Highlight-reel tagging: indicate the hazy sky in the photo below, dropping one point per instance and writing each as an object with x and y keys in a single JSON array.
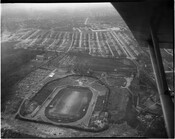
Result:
[{"x": 52, "y": 6}]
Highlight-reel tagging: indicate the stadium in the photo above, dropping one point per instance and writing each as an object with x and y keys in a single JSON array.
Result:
[{"x": 76, "y": 101}]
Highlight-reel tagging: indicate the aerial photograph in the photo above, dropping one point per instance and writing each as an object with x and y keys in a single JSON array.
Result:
[{"x": 77, "y": 70}]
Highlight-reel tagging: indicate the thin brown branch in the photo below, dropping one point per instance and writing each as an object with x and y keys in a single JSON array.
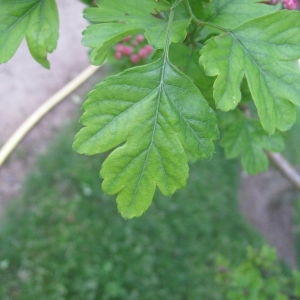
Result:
[{"x": 285, "y": 168}]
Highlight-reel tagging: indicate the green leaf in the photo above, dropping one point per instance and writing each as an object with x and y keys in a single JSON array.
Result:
[
  {"x": 155, "y": 119},
  {"x": 246, "y": 138},
  {"x": 265, "y": 52},
  {"x": 114, "y": 20},
  {"x": 37, "y": 20},
  {"x": 231, "y": 13}
]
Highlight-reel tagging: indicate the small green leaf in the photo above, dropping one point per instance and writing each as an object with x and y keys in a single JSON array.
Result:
[
  {"x": 37, "y": 20},
  {"x": 232, "y": 13},
  {"x": 155, "y": 119},
  {"x": 246, "y": 138},
  {"x": 114, "y": 20},
  {"x": 265, "y": 52}
]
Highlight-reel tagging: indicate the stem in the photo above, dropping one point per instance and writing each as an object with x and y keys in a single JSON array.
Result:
[
  {"x": 285, "y": 168},
  {"x": 34, "y": 118}
]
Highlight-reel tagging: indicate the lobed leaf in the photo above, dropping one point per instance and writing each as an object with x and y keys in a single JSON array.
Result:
[
  {"x": 246, "y": 138},
  {"x": 36, "y": 20},
  {"x": 155, "y": 119},
  {"x": 232, "y": 13},
  {"x": 114, "y": 20},
  {"x": 265, "y": 52}
]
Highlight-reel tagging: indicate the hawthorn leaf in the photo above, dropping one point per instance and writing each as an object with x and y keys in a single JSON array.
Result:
[
  {"x": 246, "y": 138},
  {"x": 36, "y": 20},
  {"x": 114, "y": 20},
  {"x": 155, "y": 120},
  {"x": 232, "y": 13},
  {"x": 265, "y": 52}
]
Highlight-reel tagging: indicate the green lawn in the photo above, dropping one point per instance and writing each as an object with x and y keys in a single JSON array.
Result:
[{"x": 63, "y": 239}]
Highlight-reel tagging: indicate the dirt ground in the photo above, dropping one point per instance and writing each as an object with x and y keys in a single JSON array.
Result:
[{"x": 25, "y": 85}]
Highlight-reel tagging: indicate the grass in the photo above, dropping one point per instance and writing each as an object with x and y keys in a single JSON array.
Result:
[{"x": 63, "y": 239}]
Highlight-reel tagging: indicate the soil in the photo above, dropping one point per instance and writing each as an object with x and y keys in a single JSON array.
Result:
[{"x": 25, "y": 85}]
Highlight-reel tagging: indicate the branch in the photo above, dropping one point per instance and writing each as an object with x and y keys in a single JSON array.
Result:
[{"x": 285, "y": 168}]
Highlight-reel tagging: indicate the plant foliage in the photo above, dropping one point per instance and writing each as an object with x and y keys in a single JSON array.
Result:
[{"x": 238, "y": 56}]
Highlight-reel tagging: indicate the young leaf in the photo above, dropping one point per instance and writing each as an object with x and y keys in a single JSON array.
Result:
[
  {"x": 265, "y": 51},
  {"x": 156, "y": 119},
  {"x": 37, "y": 20},
  {"x": 114, "y": 20},
  {"x": 246, "y": 138},
  {"x": 232, "y": 13}
]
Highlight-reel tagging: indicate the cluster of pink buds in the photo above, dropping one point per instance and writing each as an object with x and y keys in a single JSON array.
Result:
[
  {"x": 287, "y": 4},
  {"x": 134, "y": 48}
]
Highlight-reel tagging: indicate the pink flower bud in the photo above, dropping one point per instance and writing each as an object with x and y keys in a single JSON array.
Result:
[
  {"x": 119, "y": 47},
  {"x": 127, "y": 50},
  {"x": 135, "y": 58},
  {"x": 148, "y": 48},
  {"x": 118, "y": 55},
  {"x": 143, "y": 53},
  {"x": 127, "y": 39},
  {"x": 139, "y": 38}
]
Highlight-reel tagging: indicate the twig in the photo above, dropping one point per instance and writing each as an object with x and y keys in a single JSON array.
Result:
[
  {"x": 34, "y": 118},
  {"x": 285, "y": 168}
]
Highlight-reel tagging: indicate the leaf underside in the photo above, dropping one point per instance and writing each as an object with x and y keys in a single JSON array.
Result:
[
  {"x": 155, "y": 119},
  {"x": 35, "y": 20}
]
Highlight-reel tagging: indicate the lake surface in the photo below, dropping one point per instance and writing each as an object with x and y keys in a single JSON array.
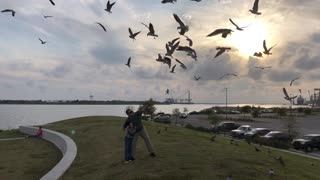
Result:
[{"x": 13, "y": 116}]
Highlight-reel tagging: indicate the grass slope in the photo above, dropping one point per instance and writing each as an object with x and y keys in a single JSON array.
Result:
[
  {"x": 181, "y": 154},
  {"x": 27, "y": 158}
]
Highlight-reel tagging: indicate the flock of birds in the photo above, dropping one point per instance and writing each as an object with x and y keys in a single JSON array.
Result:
[{"x": 174, "y": 45}]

→ Aim of the task
Take the records above from the line with "Highlight-reel tagging: indicate the twig" down to their last line and please copy those lines exactly, without the pictures.

→ Exercise answer
Highlight-reel tagging: indicate the twig in the photo above, dropping one point per instance and writing each as an object with x and y keys in a single JSON array.
Result:
[
  {"x": 34, "y": 118},
  {"x": 285, "y": 168}
]
Highlight-reel tagging: indicate the leaf underside in the photo above, dropping one point per instance and writing each as an object with x and y keys in a single JSON array.
Result:
[
  {"x": 155, "y": 119},
  {"x": 35, "y": 20}
]
Highlight-reel tagging: indicate the lake surface in the photo below, dropping one point per instance and writing each as an object with x and y keys in a single JSON array.
Result:
[{"x": 13, "y": 116}]
Highlight-reel tagging: indicate the grass slope in the photo above, dropping one point per instance and writing each as an object with x and y keys in a single JSON array.
Result:
[
  {"x": 181, "y": 154},
  {"x": 27, "y": 158}
]
Highlight-reel tagging: indicate the flock of birds in the photo above, dropping one point per instance and writing each as an object with x and y keys in a single JSON array.
Result:
[{"x": 174, "y": 45}]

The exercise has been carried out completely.